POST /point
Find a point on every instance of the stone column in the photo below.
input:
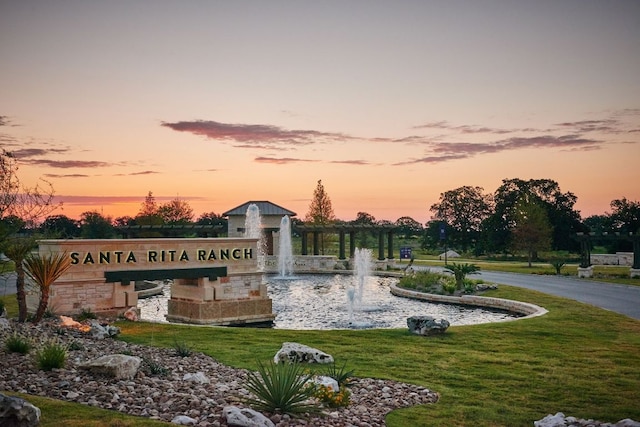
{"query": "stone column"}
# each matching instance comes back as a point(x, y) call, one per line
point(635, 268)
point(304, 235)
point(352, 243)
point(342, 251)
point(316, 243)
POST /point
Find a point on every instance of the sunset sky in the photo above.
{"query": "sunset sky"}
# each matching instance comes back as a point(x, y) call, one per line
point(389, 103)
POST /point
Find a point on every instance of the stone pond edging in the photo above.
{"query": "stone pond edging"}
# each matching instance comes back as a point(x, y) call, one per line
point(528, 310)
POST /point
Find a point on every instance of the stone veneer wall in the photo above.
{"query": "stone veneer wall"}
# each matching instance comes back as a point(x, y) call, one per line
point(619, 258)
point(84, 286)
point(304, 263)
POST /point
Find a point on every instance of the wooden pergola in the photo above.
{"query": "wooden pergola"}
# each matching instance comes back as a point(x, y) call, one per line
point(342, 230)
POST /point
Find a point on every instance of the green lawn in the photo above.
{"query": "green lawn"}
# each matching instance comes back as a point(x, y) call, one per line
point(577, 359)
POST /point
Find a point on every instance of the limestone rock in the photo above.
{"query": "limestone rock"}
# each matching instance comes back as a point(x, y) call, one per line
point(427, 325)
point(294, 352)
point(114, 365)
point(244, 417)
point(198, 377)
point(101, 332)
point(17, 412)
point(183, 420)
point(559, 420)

• **Exercise instructions**:
Reproduce all of the items above word for word, leaving the picture out of your answer.

• **Correct response**:
POST /point
Find a point on every instance of the stone column in the photo below.
input:
{"query": "stone column"}
# each matching instance comes back as a point(x, y) call, one per line
point(635, 268)
point(304, 235)
point(352, 243)
point(342, 251)
point(316, 243)
POST /point
Find a point on every instance of the sunset sky in the photo above.
{"query": "sunset sky"}
# each matching instance comes back as a point(x, y) call, one per line
point(389, 103)
POST /point
Find a point on every instance of the stone pond edging in the photo above.
{"query": "stone pond edging"}
# each matching instance comes back as a point(x, y) call, one per line
point(528, 310)
POST /point
Find a point on every instance of the stone veneer wall in the photo above.
{"query": "stone veneer wall"}
# each matching instance comes back as a point(x, y) call, one per line
point(619, 258)
point(84, 286)
point(304, 263)
POST /point
Find a point on every instance of the wooden pergola in the photo above.
{"query": "wooden pergola"}
# each matching instance comes back as a point(x, y) call, one per line
point(342, 230)
POST /point
Find a point on every instance of the green lawn in the photo above.
{"query": "green lawn"}
# each matching instance comes back as a point(x, y) call, one per line
point(577, 359)
POST /point
Find a point on every instance of the limestone rock in the photo above.
{"query": "limestone rock"}
# each matching instance comes back as a point(x, y) call, one per line
point(427, 325)
point(294, 352)
point(114, 365)
point(244, 417)
point(198, 377)
point(101, 332)
point(17, 412)
point(183, 420)
point(559, 420)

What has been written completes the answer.